___ Extract
Accordingly, the reader will see that the present invention provides a system that that will automatically compare sets of files to determine what has been copied even when sophisticated techniques for hiding or obscuring the copying have been employed.
While the above descriptions contain several specifics these should not be construed as limitations on the scope of the invention, but rather as examples of some of the currently preferred embodiments thereof. Many other variations are possible. For example, the system is not limited to detection of copying of computer source code but can be used to determine translated similarity in many kinds of documents and data files. Further, the use this invention is not limited to court cases, this invention provides valuable insight regarding how software has changed. Software developers and managers may use the invention to better understand their own software or documentation and how those assets have evolved.
Accordingly, the scope of the invention should be determined not by the embodiments illustrated, but by the appended claims and their legal equivalents.
Claims
1. A system for comparing sets of files to determine instances of obscured copying, comprising:
- at least one translation file having translation data including original words and corresponding translation equivalents, the translation file prepared by a user, the user identifying translation equivalents that are discovered by the user to be used to obscure copying of the original words,
- a user interface for specifying at least one user interface option, and
- a file compare program having executable instructions for comparing a first file to a second file in accord with the user interface options and the translation data to thereby detect obscured copying, and for producing a formatted report that lists obscured copied material.
2. The system of claim 1, wherein the file compare program parses the first file into a first set of tokens and the second file into a second set of tokens, and wherein the file compare program parses the translations file to obtain matched pairs, each matched pair comprising:
- an original data word token, and
- a translation equivalent token,
- wherein the file compare program: i) selects each token from the first set of tokens, a first current token, and sequentially selects each token from the second set of tokens, each token from the second set of tokens sequentially being a second current token, ii) compares the first current token to the second current token to determine if there is an exact match, iii) if there is not an exact match, compares the first current token to each original data word token to selected a current matched pair, and compares the translation equivalent token of the current matched pair to the second current token to determine if there is an translated match, iv) if there is a translated match, selects the next token from the first set of tokens as the first current token and selects the next token from the second set of tokens as the second current token, v) continues steps (ii) through (iv) until a sequence of matching tokens has been found, and vi) marking a first group of matching tokens from the first set of tokens and second group of matching tokens from the second set of tokens, based on the sequence of matching tokens, as identified copying,
- wherein groups of matching tokens are marked,
- wherein at least some groups of matching tokens are aligned, and
- whereby the formatted report highlights groups of matching tokens that include translated matches.
3. The system of claim 2, wherein the sets of tokens are compared on a line by line basis and groups of matching tokens are identified with at least one line, being a matched line.
______
___ Data provided
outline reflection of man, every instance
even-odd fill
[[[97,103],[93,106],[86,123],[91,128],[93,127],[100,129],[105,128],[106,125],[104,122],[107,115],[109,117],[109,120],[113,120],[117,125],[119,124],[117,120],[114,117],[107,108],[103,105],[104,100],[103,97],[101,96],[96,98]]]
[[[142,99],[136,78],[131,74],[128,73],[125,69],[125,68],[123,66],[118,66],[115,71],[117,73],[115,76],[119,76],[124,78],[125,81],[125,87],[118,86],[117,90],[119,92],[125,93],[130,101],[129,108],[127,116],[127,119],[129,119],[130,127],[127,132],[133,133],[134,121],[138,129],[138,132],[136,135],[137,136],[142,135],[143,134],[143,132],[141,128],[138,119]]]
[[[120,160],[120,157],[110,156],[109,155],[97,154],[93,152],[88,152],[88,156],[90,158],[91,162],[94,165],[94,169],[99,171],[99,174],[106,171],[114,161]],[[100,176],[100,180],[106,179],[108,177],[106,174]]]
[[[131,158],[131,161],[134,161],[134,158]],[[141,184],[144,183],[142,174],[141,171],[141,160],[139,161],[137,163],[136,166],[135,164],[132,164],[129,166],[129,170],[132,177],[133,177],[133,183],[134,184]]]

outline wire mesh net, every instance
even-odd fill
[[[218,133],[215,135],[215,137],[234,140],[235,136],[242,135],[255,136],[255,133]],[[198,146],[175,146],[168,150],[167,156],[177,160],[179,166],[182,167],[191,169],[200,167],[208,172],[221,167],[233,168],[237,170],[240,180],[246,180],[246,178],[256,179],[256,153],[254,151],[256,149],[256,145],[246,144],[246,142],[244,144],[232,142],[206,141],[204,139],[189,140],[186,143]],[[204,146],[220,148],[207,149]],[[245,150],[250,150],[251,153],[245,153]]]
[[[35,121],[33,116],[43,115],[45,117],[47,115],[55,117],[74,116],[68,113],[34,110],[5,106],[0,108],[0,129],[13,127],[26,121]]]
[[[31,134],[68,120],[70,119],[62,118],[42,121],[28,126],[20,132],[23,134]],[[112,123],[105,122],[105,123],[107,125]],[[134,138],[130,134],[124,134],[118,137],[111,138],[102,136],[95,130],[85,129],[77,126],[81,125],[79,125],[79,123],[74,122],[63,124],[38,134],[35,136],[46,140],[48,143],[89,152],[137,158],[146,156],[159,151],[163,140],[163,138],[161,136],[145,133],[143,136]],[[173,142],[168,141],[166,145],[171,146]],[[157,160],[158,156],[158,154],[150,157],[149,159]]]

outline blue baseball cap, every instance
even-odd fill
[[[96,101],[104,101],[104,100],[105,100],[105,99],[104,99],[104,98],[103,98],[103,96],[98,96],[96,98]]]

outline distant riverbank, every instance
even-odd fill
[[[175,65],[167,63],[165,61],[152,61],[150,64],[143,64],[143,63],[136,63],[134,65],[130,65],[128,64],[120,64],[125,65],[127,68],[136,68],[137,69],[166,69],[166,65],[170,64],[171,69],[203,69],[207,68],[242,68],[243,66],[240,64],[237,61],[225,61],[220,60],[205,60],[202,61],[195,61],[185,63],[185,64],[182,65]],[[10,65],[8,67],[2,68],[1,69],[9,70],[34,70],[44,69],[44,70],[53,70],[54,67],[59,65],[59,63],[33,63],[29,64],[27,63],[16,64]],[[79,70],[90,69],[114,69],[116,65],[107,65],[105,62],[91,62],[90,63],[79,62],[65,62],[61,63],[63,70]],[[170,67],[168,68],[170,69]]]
______
> Your instructions:
Reproduce the patent excerpt between "While the above" and "assets have evolved.", inclusive. The records are separate material with no connection to the patent excerpt.

> Expected answer:
While the above descriptions contain several specifics these should not be construed as limitations on the scope of the invention, but rather as examples of some of the currently preferred embodiments thereof. Many other variations are possible. For example, the system is not limited to detection of copying of computer source code but can be used to determine translated similarity in many kinds of documents and data files. Further, the use this invention is not limited to court cases, this invention provides valuable insight regarding how software has changed. Software developers and managers may use the invention to better understand their own software or documentation and how those assets have evolved.